(Extrait):
Il faut peut- être être clair : ou bien on peut mettre en cause publiquement des organisations politiques parce que ce sont des personnalités publiques et que c’est leur rôle, justement, d’intervenir en tant que telle dans le champ politique, y compris en étant critiquées, ou bien on ne peut pas le faire. Il ne nous semble pas que les milieux libertaires soient moins sexistes, antisémites et racistes que le P.I.R alors pourquoi un traitement à deux vitesses ? Si ce n’est pas du copinage de milieu on ne sait pas ce que c’est, mais dans ce cas inutile d’essayer de le justifier politiquement. Et plus du copinage de milieu il y a aussi comme un arrière fond de racisme : ce ne sera ni la première fois ni la dernière fois qu’on essaie de faire du prolétariat colonial le bouc- émissaire sur le dos duquel rejeter le sexisme et l’antisémitisme français. Le P.I.R est donc devenu un repoussoir idéal, sujet de tous les fantasmes, ce qui empêche justement les racisés de pouvoir développer leur propre critique de cette organisation puisque le terrain est déjà piégé à l’avance par des arguments racistes. On se retrouve donc toujours pris entre deux chantages : devoir hurler contre le P.I.R avec les loups racistes de gauche, ou se taire et laisser passer toutes les prises de positions intolérables de cette organisation.
Ce repoussoir est une autre manière d’évacuer la question des rapports de domination dans les milieux libertaires. Evidemment, puisque les libertaires acceptent de reconnaître le fait que ces rapports sont structurels il faut bien qu’ils acceptent le fait qu’ils existent aussi dans leurs milieux, mais à entendre certains tout se passe comme si ces rapports n’existaient pas de façon concrète. Ils se contenteraient de planer au dessus de tout le monde, comme un esprit démoniaque qui frapperait au hasard. La seule manière de le conjurer est que chacun se livre au petit auto- examen quotidien de ses privilèges, et fasse sa petite déconstruction [15]. Les vrais racistes, sexistes, homophobes, antisémites incarnés sont toujours dehors. Et eux, on peut les citer.
En tentant de prendre le cortège de tête sur la question raciale (comme sur toutes les autres) avec un savant mélange d’opportunisme politicien, d’ignorance, de copinage, d’avant- gardisme, et de racisme, voila comment certaines franges du milieu libertaire peuvent saboter tranquillement tout le travail des antiracistes matérialistes. Travail de formation d’un antiracisme politique qui ne nierait pas la spécificité de la question raciale tout en cherchant à dégager ses intrications avec la question de classe, de sexe et toutes les autres. Mais encore faut- il élaborer cette intrication car celle- ci ne tombe visiblement pas sous le sens. Si c’était le cas cela ferait des décennies que le taux de syndicalisation serait à 90%, et les syndicats majoritairement investis par des femmes et des racisés qui en auraient la direction politique.

(Enregistrements):
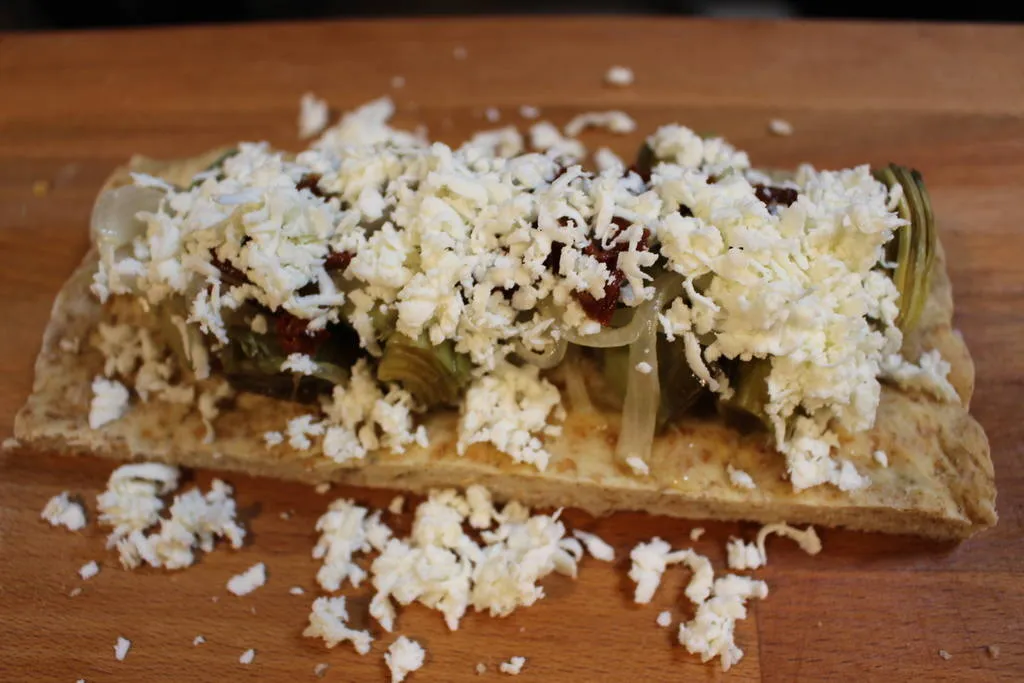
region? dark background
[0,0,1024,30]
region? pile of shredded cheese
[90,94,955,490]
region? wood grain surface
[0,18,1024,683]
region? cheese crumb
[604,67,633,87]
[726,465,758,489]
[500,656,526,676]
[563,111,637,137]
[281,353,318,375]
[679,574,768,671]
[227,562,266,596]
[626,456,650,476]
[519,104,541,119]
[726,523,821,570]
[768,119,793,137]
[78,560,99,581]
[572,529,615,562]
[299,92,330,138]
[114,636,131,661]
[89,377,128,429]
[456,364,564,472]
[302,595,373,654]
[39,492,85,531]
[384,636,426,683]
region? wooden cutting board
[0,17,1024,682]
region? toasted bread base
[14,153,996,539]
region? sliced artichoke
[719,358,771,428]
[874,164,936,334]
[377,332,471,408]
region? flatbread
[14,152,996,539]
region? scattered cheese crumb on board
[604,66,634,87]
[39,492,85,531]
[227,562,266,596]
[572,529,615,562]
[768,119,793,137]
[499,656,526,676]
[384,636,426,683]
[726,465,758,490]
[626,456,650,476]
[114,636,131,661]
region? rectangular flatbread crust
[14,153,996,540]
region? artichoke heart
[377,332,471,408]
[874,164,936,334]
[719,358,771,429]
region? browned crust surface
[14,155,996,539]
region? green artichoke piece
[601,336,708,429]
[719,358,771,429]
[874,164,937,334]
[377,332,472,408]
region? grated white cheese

==

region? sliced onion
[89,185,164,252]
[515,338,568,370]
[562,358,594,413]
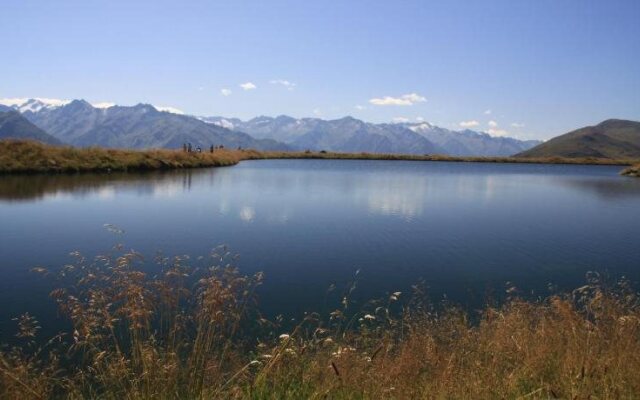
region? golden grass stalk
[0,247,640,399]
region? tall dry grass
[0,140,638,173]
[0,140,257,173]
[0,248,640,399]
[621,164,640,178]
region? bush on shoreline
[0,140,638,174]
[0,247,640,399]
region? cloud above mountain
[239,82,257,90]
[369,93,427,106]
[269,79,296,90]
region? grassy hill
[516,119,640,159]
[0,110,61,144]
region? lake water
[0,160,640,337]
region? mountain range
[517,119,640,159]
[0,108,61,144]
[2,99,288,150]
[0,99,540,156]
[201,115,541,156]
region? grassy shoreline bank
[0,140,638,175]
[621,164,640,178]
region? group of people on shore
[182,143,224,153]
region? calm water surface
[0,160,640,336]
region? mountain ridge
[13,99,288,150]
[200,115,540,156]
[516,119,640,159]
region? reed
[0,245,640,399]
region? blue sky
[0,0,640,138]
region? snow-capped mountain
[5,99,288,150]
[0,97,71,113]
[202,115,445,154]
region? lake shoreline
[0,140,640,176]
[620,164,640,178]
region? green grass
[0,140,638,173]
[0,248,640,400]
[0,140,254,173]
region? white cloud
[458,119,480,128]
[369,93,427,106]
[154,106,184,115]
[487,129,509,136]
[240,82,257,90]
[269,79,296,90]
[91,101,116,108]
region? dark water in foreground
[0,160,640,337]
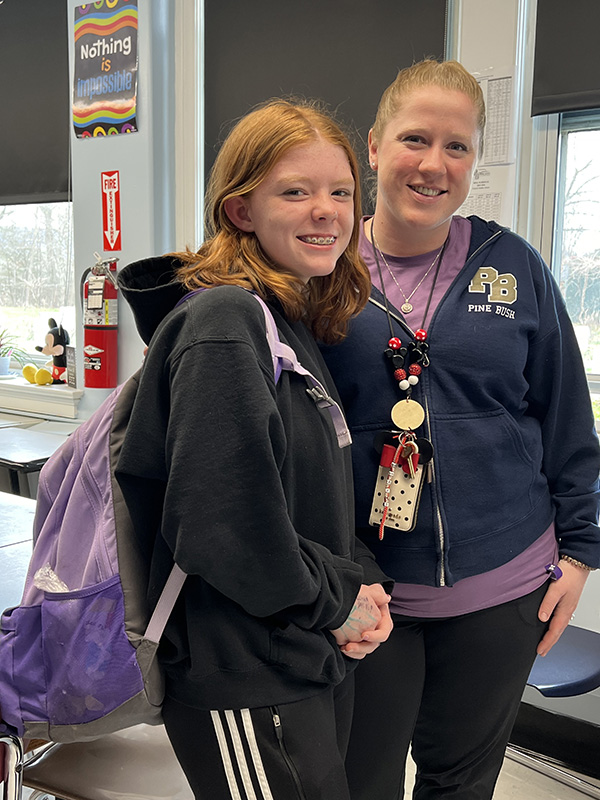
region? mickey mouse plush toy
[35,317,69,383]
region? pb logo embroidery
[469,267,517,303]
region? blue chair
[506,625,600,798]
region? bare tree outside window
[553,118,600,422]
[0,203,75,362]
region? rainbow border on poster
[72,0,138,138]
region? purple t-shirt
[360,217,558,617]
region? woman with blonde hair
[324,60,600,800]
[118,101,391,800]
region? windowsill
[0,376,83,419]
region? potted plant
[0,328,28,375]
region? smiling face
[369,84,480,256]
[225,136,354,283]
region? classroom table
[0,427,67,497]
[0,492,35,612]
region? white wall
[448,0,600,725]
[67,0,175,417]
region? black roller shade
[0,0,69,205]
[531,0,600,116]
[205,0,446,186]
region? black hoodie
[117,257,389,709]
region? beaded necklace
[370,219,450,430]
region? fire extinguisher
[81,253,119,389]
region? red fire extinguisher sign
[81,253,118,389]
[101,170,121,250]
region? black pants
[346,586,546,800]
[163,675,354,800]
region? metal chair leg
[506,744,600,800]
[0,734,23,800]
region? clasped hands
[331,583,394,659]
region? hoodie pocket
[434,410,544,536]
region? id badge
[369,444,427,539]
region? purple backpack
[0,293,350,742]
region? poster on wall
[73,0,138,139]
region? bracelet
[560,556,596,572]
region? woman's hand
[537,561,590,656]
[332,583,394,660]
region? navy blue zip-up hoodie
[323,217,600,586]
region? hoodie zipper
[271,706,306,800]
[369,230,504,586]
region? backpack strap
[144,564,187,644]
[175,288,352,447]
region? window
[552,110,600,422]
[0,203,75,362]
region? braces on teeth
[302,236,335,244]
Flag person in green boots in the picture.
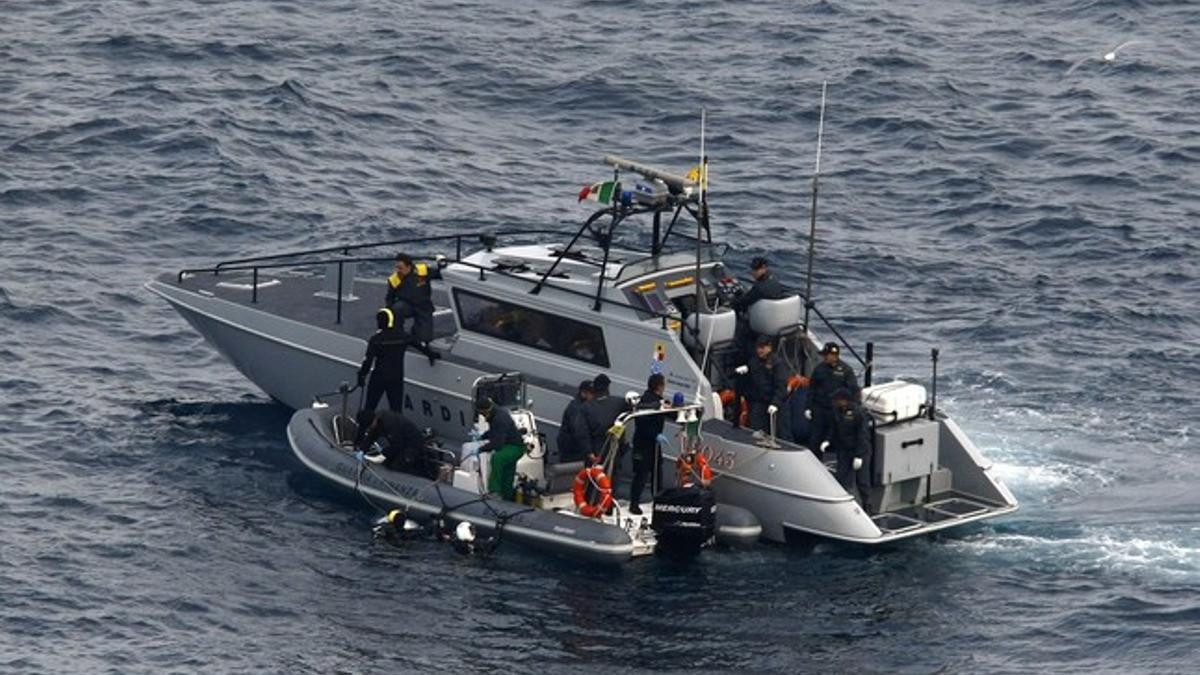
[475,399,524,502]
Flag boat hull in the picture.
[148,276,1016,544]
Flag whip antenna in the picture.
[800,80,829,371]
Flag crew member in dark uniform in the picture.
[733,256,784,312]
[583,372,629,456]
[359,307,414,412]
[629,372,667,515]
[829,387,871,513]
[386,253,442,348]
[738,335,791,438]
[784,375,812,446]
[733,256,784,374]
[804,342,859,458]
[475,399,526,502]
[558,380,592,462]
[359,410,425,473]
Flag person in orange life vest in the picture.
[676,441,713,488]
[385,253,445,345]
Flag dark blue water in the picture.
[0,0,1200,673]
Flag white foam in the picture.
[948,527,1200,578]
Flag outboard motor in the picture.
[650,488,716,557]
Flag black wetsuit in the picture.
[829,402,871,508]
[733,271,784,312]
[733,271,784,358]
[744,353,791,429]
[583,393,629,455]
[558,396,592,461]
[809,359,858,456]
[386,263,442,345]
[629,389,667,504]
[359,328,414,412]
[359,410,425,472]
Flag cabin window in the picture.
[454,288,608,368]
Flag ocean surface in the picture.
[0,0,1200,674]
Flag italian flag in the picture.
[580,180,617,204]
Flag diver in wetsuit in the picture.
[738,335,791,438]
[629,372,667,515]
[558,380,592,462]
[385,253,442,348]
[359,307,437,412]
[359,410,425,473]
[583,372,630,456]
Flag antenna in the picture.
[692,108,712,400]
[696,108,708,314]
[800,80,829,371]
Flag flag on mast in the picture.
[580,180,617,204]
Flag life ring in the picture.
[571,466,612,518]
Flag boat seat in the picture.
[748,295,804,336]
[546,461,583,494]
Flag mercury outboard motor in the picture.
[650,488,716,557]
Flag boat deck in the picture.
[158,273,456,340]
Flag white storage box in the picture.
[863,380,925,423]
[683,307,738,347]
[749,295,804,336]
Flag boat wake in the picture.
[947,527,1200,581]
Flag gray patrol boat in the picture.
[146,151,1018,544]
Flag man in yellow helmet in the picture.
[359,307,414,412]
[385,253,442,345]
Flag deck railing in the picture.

(Travail à faire):
1. Pouvez-vous donner sous forme de liste numérotée, sans les lignes vides, les lignes du listing qui commencent à celle contenant "region? dark background" et se terminent à celle contenant "region? grated white cheese", toutes deux incluses ?
2. Pouvez-vous écrire la suite du texte sur l'antiracisme dans les milieux libertaires, à partir de l'endroit où il s'arrête ?

(Exercices corrigés):
1.
1. region? dark background
2. [0,0,1024,30]
3. region? pile of shredded cheese
4. [90,94,955,490]
5. region? wood grain surface
6. [0,18,1024,683]
7. region? cheese crumb
8. [604,67,633,87]
9. [726,465,758,489]
10. [500,656,526,676]
11. [563,111,637,137]
12. [281,353,318,375]
13. [679,574,768,671]
14. [227,562,266,596]
15. [626,456,650,476]
16. [519,104,541,119]
17. [726,523,821,570]
18. [768,119,793,137]
19. [78,560,99,581]
20. [572,529,615,562]
21. [299,92,330,138]
22. [114,636,131,661]
23. [89,377,128,429]
24. [456,364,564,472]
25. [302,595,373,654]
26. [39,492,85,531]
27. [384,636,426,683]
28. region? wooden cutting board
29. [0,17,1024,682]
30. region? toasted bread base
31. [14,153,996,539]
32. region? sliced artichoke
33. [719,358,771,428]
34. [874,164,936,334]
35. [377,332,471,408]
36. region? flatbread
37. [14,152,996,539]
38. region? scattered cheese crumb on board
39. [604,66,634,87]
40. [39,492,85,531]
41. [227,562,266,596]
42. [572,529,615,562]
43. [768,119,793,137]
44. [499,656,526,676]
45. [384,636,426,683]
46. [726,465,758,490]
47. [626,456,650,476]
48. [114,636,131,661]
49. region? rectangular flatbread crust
50. [14,153,996,540]
51. region? artichoke heart
52. [377,332,471,408]
53. [874,164,936,334]
54. [719,358,771,429]
55. region? browned crust surface
56. [14,155,996,539]
57. region? green artichoke piece
58. [601,336,708,429]
59. [719,358,771,429]
60. [874,164,937,334]
61. [377,332,472,408]
62. region? grated white cheese

2.
D’ailleurs il est assez intéressant de voir qu’aucun de ces pamphlets anti- racialisateurs ne traite ni de la question de classe ni de la question raciale : ils se content de faire jouer l’une contre l’autre. On n’est finalement pas loin du discours homophobe tenu par les anti- mariage- pour- tous qui se découvraient subitement une conscience sociale lorsqu’il s’agissait de souligner grassement que :
« Pendant qu’on parle de mariage gay on ne s’occupe pas des ouvriers de PSA et de Continental ».
On n’a, évidemment, jamais vu aucun de ces réactionnaire ouvriéristes de salon lors des manifs de soutien à PSA ou à Continental, la question de classe ne les intéressant que de façon populiste, lorsqu’elle permet d’être mise en concurrence avec d’autres luttes, en l’occurrence celle contre l’homophobie. Pour l’esprit de convergence des luttes on repassera donc.
Entre la gauche radicale et le prolétariat colonial il y a comme une relation d‘amour/haine étrange qui s’explique notamment du fait que la racialisation de la force de travail remet en question un certain nombre de fantasmes et de postures d’identifications populaires des militants.
Le prolétariat est une réalité segmentée, y compris par des coupes transversales à la classe : se déclasser, se mettre au RSA, ouvrir un squat, s’acheter un jogging, se mettre au graffiti et se faire des tatouages ne suffisent donc pas à vous transformer en ce lumpen viril que vous rêvez d’être.
Vous n’êtes pas, et vous ne serez jamais, un jeune de banlieue. Ouvrir un squat dans un quartier populaire en voie de gentrification pour y monopoliser l’espace politique en déclarant qu’il s’agit de VOS quartiers (vos parents sont dans l’immobilier ?) n’y changera rien. Jamais.
Du fantasme à la déception, et de la déception à la haine de l’objet de son fantasme il n’y a qu’un pas à chaque fois : les émeutes de 2005 avaient promus la figure du jeune- de- banlieue nouveau sujet révolutionnaire du fait de ses stigmates sociaux et raciaux (pauvre, viril et sauvage). La déception passée, voila que le sujet révolutionnaire de la veille se fait désormais taxer d’être le nouveau sujet fasciste du jour. Voila qui lui apprendra à refuser les avances qui lui avaient été faites si gentiment [16].
La question raciale reste une question irréductible, toute tentative de la diluer a été un échec, y compris avec l’antifascisme, qui semble constituer surtout un avatar de la réponse sociale- démocrate : dissoudre la spécificité des oppressions dans un fourre- tout qui permet leur mise sous tutelle par les groupes dominants.
Mais cette question revient sans cesse : au sein du prolétariat issu de l’immigration colonial c’est toujours de racisme dont on parle. Pas de fascisme : de racisme.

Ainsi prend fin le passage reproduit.